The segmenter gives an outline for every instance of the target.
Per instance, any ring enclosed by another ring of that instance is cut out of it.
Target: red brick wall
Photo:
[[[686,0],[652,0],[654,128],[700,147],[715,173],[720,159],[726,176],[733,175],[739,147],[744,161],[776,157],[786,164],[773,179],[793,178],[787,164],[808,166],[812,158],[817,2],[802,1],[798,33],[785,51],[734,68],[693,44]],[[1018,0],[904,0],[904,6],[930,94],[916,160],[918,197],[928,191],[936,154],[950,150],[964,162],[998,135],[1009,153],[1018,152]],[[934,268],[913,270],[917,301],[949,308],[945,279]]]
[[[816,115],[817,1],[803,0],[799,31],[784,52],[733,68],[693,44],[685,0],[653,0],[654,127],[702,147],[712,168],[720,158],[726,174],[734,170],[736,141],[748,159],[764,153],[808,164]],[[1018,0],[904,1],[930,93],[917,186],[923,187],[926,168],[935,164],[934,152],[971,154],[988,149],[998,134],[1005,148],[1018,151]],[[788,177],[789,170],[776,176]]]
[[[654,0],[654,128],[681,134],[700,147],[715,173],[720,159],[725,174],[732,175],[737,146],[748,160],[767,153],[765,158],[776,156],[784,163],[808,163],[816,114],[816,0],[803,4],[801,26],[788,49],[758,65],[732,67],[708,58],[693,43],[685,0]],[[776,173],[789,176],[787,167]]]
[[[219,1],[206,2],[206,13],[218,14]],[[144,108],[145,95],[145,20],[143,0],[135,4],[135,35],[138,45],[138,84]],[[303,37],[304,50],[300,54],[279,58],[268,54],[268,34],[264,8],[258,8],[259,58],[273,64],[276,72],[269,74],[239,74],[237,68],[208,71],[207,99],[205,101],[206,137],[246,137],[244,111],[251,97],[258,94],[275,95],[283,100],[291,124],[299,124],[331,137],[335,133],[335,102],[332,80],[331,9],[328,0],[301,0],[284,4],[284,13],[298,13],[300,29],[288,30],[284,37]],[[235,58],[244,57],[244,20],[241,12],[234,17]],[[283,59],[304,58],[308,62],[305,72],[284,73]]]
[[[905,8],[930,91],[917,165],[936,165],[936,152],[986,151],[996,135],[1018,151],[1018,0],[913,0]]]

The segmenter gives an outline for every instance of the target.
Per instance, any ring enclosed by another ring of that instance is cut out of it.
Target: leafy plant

__________________________________________________

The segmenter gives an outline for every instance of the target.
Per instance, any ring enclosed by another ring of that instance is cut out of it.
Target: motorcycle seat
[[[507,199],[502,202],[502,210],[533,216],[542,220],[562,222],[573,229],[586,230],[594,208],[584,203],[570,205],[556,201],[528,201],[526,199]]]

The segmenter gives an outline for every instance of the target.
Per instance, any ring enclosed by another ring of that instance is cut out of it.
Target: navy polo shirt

__________________________________________________

* **Assignment**
The lines above from the one containing "Target: motorcycle seat" through the one containing "Target: navy polo shirt" are to be set down exactly, and no others.

* **Exercise answer**
Target: motorcycle seat
[[[507,199],[502,202],[502,210],[533,216],[542,220],[562,222],[573,229],[586,230],[594,208],[584,203],[570,205],[556,201],[528,201],[526,199]]]

The segmenter gives an outline for every instance of the target.
Per instance, any ring enclosed by another ring of that instance is cut out of it.
Target: navy polo shirt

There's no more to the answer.